Copy the lines below verbatim, beginning with the line that includes "of the overhanging" and continuing to the end; leave out everything before it.

--- Given records ---

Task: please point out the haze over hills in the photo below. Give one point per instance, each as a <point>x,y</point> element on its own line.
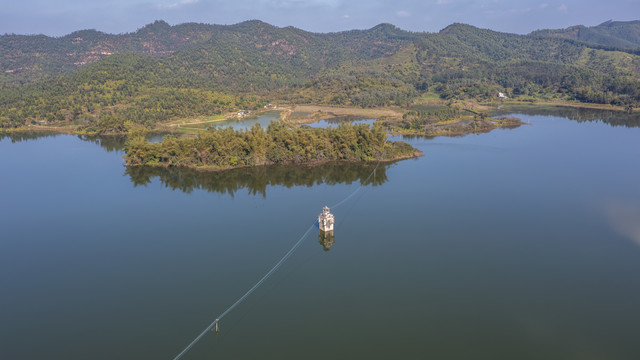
<point>162,72</point>
<point>621,34</point>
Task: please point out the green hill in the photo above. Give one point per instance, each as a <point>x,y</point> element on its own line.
<point>164,72</point>
<point>618,34</point>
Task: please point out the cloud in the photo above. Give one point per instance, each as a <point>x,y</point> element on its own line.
<point>290,4</point>
<point>177,4</point>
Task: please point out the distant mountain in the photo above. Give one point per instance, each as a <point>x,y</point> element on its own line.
<point>620,34</point>
<point>29,57</point>
<point>162,72</point>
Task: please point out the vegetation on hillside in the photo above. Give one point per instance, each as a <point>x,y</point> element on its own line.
<point>164,72</point>
<point>278,144</point>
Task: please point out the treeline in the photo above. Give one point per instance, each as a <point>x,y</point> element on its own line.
<point>255,180</point>
<point>278,144</point>
<point>248,65</point>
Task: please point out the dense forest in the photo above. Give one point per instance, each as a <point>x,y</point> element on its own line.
<point>278,144</point>
<point>613,34</point>
<point>98,82</point>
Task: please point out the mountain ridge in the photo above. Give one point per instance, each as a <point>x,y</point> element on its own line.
<point>164,72</point>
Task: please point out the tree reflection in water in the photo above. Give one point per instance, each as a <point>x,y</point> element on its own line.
<point>257,179</point>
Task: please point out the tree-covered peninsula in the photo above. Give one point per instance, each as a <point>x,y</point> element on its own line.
<point>278,144</point>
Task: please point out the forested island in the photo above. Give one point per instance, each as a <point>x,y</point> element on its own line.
<point>92,82</point>
<point>227,148</point>
<point>162,77</point>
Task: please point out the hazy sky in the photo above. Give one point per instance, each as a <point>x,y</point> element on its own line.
<point>60,17</point>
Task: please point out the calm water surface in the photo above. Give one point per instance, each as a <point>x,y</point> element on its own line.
<point>517,244</point>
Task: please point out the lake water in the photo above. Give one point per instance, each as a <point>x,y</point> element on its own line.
<point>516,244</point>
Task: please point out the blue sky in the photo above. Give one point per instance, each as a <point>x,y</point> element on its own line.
<point>60,17</point>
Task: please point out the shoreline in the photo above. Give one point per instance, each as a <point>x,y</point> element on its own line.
<point>416,153</point>
<point>317,112</point>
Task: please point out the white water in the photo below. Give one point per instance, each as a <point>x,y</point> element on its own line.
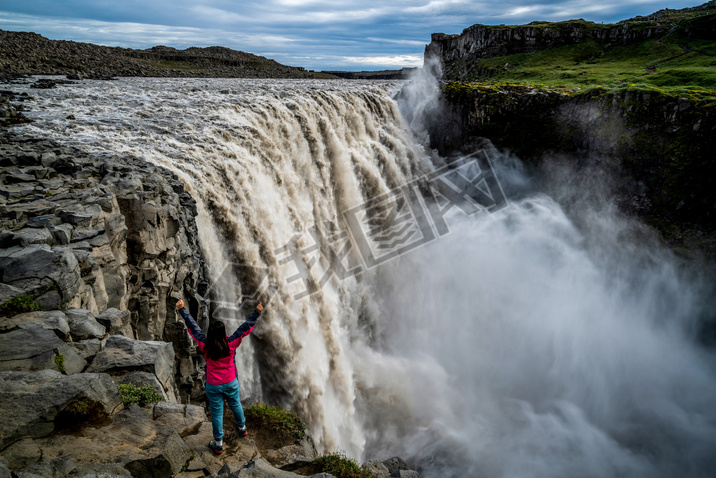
<point>518,345</point>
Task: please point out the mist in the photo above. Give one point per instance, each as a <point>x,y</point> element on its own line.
<point>555,337</point>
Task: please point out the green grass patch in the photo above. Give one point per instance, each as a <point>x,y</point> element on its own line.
<point>142,396</point>
<point>340,466</point>
<point>19,305</point>
<point>664,67</point>
<point>276,420</point>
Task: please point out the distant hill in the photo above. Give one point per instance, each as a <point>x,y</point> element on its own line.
<point>23,53</point>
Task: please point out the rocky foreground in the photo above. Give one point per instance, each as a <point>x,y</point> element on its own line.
<point>93,254</point>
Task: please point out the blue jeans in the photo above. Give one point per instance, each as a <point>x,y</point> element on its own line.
<point>216,395</point>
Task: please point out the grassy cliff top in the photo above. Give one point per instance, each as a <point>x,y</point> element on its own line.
<point>680,62</point>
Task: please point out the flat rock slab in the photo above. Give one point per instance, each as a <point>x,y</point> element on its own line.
<point>116,322</point>
<point>51,275</point>
<point>35,349</point>
<point>53,320</point>
<point>87,349</point>
<point>31,401</point>
<point>122,353</point>
<point>140,379</point>
<point>184,419</point>
<point>133,440</point>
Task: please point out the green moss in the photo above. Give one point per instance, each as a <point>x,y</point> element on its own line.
<point>276,419</point>
<point>142,396</point>
<point>340,466</point>
<point>673,64</point>
<point>19,305</point>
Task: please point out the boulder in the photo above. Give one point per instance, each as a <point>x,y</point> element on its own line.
<point>122,353</point>
<point>116,321</point>
<point>83,324</point>
<point>61,233</point>
<point>133,440</point>
<point>31,235</point>
<point>51,275</point>
<point>21,454</point>
<point>57,468</point>
<point>31,403</point>
<point>103,470</point>
<point>184,419</point>
<point>8,292</point>
<point>303,452</point>
<point>43,221</point>
<point>77,219</point>
<point>53,320</point>
<point>260,468</point>
<point>87,349</point>
<point>36,348</point>
<point>86,233</point>
<point>140,379</point>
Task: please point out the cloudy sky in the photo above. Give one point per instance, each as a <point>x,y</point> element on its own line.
<point>316,34</point>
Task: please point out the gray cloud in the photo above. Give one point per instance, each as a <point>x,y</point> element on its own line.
<point>316,34</point>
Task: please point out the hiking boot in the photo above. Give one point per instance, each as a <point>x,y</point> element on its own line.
<point>218,449</point>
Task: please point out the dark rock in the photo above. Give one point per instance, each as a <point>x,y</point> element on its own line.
<point>77,219</point>
<point>28,236</point>
<point>53,320</point>
<point>8,292</point>
<point>50,275</point>
<point>140,379</point>
<point>59,467</point>
<point>376,469</point>
<point>36,348</point>
<point>184,419</point>
<point>43,221</point>
<point>61,234</point>
<point>21,454</point>
<point>83,324</point>
<point>87,349</point>
<point>31,402</point>
<point>116,321</point>
<point>122,353</point>
<point>133,440</point>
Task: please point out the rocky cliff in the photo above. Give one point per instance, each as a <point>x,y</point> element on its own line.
<point>112,237</point>
<point>459,54</point>
<point>24,53</point>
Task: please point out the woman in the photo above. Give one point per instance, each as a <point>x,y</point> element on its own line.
<point>221,377</point>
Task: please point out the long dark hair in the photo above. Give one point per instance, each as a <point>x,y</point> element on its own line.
<point>216,345</point>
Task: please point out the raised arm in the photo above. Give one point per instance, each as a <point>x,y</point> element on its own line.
<point>246,328</point>
<point>194,329</point>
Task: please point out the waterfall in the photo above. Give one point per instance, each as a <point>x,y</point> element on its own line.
<point>551,337</point>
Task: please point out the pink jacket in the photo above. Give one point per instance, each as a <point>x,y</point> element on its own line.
<point>219,372</point>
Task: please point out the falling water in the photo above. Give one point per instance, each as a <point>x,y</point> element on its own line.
<point>551,338</point>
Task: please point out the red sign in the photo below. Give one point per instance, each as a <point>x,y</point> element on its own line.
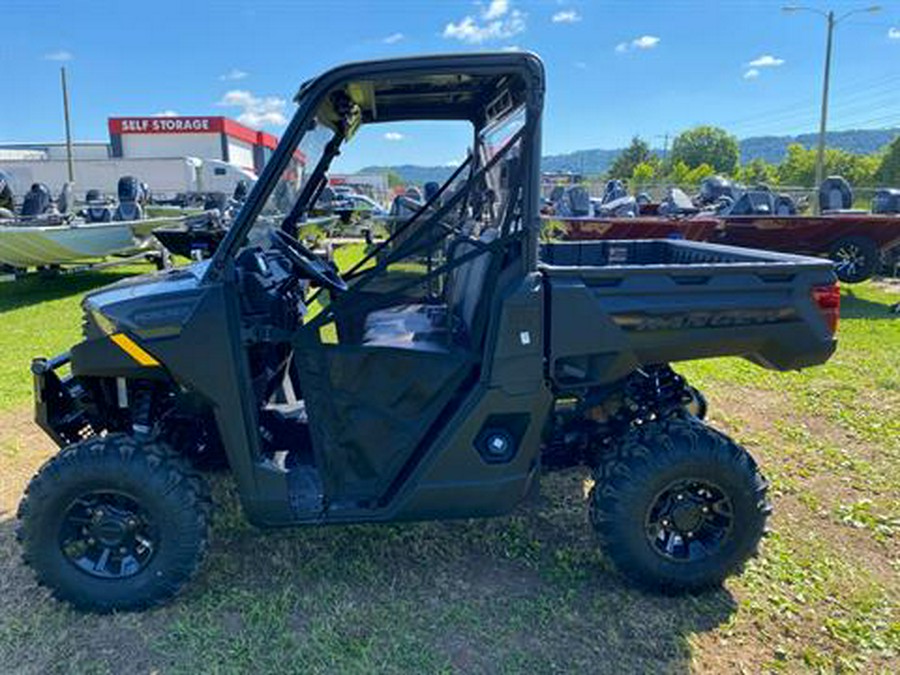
<point>166,125</point>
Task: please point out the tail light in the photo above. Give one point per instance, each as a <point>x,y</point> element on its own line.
<point>828,300</point>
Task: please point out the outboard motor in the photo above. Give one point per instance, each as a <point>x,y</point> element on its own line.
<point>614,190</point>
<point>713,188</point>
<point>835,194</point>
<point>754,203</point>
<point>216,201</point>
<point>576,202</point>
<point>785,205</point>
<point>66,199</point>
<point>676,203</point>
<point>886,200</point>
<point>98,209</point>
<point>241,190</point>
<point>129,208</point>
<point>37,201</point>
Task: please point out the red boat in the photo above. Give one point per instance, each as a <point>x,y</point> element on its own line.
<point>854,241</point>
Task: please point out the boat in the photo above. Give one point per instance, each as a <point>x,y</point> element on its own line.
<point>59,242</point>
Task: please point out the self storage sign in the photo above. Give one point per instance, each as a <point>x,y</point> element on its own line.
<point>165,125</point>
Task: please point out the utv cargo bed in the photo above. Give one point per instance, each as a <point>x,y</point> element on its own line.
<point>617,305</point>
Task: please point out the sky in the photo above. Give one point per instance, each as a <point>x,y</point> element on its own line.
<point>614,68</point>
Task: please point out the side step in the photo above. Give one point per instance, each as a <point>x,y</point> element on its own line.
<point>305,491</point>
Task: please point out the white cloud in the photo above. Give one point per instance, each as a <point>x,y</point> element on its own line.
<point>766,61</point>
<point>255,111</point>
<point>566,16</point>
<point>496,22</point>
<point>496,9</point>
<point>642,42</point>
<point>645,42</point>
<point>232,75</point>
<point>61,55</point>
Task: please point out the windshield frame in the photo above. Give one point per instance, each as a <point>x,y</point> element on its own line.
<point>313,92</point>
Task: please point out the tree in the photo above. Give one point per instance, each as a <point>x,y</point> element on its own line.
<point>395,179</point>
<point>638,152</point>
<point>888,173</point>
<point>706,145</point>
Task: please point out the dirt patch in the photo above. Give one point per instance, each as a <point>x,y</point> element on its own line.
<point>23,448</point>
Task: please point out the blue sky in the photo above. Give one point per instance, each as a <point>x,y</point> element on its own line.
<point>615,69</point>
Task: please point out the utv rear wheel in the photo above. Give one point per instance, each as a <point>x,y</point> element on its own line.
<point>113,523</point>
<point>678,506</point>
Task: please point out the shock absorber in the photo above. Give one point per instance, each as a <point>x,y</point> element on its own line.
<point>142,408</point>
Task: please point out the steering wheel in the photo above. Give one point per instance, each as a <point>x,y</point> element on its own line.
<point>308,263</point>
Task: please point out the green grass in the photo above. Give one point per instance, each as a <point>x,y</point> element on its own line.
<point>526,593</point>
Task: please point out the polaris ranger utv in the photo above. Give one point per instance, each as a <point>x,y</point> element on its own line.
<point>435,379</point>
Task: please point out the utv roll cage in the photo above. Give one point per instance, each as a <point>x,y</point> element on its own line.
<point>450,87</point>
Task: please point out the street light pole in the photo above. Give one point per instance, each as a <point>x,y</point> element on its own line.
<point>823,118</point>
<point>71,166</point>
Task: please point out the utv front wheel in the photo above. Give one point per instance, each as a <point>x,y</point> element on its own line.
<point>678,506</point>
<point>113,523</point>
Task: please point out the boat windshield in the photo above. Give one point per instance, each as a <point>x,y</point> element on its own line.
<point>308,154</point>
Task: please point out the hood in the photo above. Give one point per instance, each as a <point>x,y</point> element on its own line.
<point>150,306</point>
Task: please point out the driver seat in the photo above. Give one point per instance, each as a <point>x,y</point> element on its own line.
<point>416,326</point>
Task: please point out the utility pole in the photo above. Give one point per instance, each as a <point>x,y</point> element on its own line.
<point>71,164</point>
<point>823,118</point>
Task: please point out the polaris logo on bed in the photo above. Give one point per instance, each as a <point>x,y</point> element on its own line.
<point>704,319</point>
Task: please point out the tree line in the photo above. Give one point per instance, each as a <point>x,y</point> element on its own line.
<point>708,150</point>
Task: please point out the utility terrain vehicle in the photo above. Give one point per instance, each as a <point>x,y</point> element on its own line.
<point>436,378</point>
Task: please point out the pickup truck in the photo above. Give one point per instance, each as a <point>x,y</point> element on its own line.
<point>855,242</point>
<point>435,378</point>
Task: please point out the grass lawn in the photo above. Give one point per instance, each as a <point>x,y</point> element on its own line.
<point>524,593</point>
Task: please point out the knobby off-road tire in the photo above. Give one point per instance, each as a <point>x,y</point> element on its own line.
<point>678,506</point>
<point>113,523</point>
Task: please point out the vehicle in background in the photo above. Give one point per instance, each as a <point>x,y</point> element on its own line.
<point>180,180</point>
<point>857,241</point>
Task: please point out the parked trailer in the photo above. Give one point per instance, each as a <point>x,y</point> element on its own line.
<point>169,178</point>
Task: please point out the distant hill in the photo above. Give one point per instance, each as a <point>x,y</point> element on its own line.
<point>592,162</point>
<point>860,142</point>
<point>411,173</point>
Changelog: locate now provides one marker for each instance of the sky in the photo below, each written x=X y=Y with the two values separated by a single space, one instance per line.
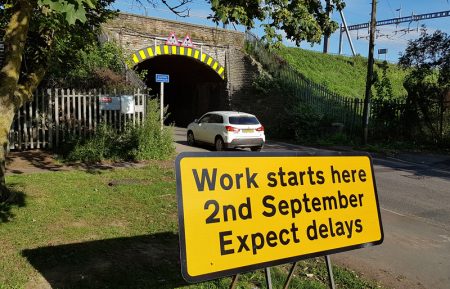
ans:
x=394 y=38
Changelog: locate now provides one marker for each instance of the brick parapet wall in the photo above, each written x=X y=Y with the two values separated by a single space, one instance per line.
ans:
x=160 y=27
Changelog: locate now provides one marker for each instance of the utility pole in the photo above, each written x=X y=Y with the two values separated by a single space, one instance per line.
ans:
x=326 y=37
x=369 y=80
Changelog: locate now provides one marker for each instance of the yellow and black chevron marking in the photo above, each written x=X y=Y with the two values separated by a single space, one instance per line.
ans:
x=153 y=51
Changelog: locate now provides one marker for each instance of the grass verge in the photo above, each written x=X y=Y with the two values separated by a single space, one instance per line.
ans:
x=114 y=229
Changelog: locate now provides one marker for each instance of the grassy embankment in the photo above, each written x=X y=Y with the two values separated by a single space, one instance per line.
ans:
x=112 y=229
x=343 y=75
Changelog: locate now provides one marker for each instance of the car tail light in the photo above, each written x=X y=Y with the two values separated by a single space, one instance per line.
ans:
x=231 y=128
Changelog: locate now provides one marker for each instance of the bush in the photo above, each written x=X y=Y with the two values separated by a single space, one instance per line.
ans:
x=132 y=144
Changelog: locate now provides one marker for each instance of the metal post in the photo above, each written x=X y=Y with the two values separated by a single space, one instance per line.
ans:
x=162 y=105
x=268 y=278
x=330 y=272
x=326 y=38
x=369 y=80
x=291 y=273
x=346 y=31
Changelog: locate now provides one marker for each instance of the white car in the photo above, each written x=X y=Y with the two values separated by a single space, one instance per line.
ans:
x=227 y=129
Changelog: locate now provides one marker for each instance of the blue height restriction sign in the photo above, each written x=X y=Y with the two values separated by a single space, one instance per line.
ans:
x=162 y=78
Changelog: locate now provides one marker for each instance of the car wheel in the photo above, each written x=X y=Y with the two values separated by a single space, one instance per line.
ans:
x=190 y=138
x=219 y=145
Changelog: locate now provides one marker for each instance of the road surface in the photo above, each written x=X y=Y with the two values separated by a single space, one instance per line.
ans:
x=415 y=210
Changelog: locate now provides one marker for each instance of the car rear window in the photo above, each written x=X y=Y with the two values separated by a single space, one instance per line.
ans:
x=243 y=120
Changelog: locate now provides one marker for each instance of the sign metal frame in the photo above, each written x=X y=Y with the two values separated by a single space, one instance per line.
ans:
x=241 y=269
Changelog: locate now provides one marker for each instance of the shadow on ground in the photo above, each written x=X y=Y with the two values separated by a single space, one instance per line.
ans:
x=14 y=198
x=150 y=261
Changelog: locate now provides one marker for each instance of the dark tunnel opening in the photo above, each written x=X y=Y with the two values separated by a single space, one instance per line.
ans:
x=194 y=87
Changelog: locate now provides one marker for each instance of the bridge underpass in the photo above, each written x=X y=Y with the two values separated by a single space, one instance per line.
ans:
x=194 y=87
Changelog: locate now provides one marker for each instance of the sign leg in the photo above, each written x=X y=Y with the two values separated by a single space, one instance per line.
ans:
x=161 y=105
x=291 y=273
x=330 y=272
x=234 y=281
x=268 y=278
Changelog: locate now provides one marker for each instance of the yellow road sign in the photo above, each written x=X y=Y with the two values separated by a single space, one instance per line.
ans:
x=242 y=211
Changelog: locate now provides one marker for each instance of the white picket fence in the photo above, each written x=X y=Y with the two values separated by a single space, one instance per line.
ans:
x=55 y=116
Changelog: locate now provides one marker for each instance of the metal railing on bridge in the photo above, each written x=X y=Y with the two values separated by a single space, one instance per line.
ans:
x=338 y=109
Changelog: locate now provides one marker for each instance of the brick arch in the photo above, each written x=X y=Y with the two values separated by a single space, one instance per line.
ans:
x=153 y=51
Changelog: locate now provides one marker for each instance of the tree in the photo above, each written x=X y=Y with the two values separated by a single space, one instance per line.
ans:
x=32 y=27
x=427 y=84
x=296 y=20
x=31 y=30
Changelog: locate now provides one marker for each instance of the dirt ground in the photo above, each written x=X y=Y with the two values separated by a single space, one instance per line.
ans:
x=38 y=161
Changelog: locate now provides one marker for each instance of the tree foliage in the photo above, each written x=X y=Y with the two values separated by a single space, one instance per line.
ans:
x=295 y=20
x=33 y=30
x=427 y=84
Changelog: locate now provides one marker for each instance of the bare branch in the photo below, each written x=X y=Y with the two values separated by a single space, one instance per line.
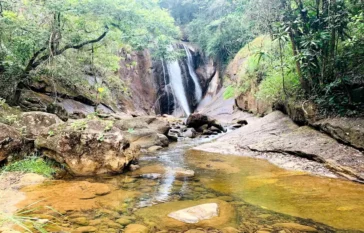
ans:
x=44 y=58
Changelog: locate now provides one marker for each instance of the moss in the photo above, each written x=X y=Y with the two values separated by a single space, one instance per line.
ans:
x=32 y=164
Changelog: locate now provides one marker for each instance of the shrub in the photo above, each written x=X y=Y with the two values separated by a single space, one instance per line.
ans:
x=32 y=164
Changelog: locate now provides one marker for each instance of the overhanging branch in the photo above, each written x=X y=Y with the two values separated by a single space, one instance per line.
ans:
x=34 y=64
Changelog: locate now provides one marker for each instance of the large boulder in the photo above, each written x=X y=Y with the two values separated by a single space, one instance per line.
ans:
x=88 y=147
x=10 y=141
x=36 y=123
x=146 y=138
x=196 y=120
x=347 y=130
x=196 y=214
x=155 y=124
x=145 y=132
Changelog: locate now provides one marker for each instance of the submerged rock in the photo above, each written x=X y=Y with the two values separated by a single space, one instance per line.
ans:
x=198 y=120
x=88 y=147
x=190 y=133
x=10 y=141
x=295 y=227
x=225 y=214
x=154 y=149
x=136 y=228
x=196 y=214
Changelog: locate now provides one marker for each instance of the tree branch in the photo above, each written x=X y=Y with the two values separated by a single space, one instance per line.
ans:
x=31 y=61
x=44 y=58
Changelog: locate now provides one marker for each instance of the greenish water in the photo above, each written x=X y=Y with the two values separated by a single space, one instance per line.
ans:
x=254 y=195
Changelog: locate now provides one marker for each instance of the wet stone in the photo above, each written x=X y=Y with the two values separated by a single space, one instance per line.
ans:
x=85 y=229
x=196 y=214
x=83 y=221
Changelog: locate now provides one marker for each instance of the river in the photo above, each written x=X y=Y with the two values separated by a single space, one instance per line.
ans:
x=253 y=195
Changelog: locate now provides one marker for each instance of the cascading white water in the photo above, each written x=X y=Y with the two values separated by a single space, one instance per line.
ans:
x=175 y=76
x=165 y=84
x=198 y=90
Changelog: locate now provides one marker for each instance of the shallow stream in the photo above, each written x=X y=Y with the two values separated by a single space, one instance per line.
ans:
x=253 y=196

---

- [Result of this exercise]:
Changelog: locate now provides one marker for each instance of the overhanging branch in the photo above, each written x=X y=Y with the two values separated by a single space, one instance per line.
ans:
x=34 y=64
Changelog: locate now provides one marker for each instance of the large boulder in the photo above, each written x=X y=Y with the two values separated by a single space, one instance per line.
ans:
x=88 y=147
x=10 y=141
x=36 y=123
x=146 y=138
x=196 y=120
x=347 y=130
x=196 y=214
x=155 y=124
x=145 y=132
Changelog: locate now provides one marker for each instance of the submerged rock in the photo above, each written x=X y=Y with the two values separated by a single space, one instance per line.
ans:
x=198 y=120
x=88 y=147
x=190 y=133
x=10 y=141
x=295 y=227
x=225 y=214
x=154 y=149
x=136 y=228
x=196 y=214
Changelog: locate now provides one marker for each instance of the tree branch in the photo above, each written x=X y=Y with the two values separated by a single space, one instance per line.
ans:
x=31 y=61
x=44 y=58
Changelog: locate now provides one marker for each instance of the greenish water in the photo above, each written x=X y=Y with the two values separated by a single space, one instance per line.
ans:
x=254 y=195
Changelog: locate now provides one marker for each instance of the wet stone in the photo above, each written x=X y=Y with the two values separated by a single space, one instance per line.
ans:
x=85 y=229
x=196 y=214
x=83 y=221
Changelog: locate now provides one marker for each instance of the river in the photo above, each written x=X y=Y with the two values separated by a single space, one instance per line.
ans:
x=253 y=195
Changelog: locate now provides one marker for each instance of the cascading white water in the photo above, each written x=X y=Y with the two values separated by a single space, one instance per line.
ans:
x=175 y=76
x=165 y=84
x=198 y=90
Changelog: locate now provides one marker for each instance of the shallow stream in the photo above, each written x=X y=Y with the two values separated by a single space, one instance per line.
ans:
x=253 y=196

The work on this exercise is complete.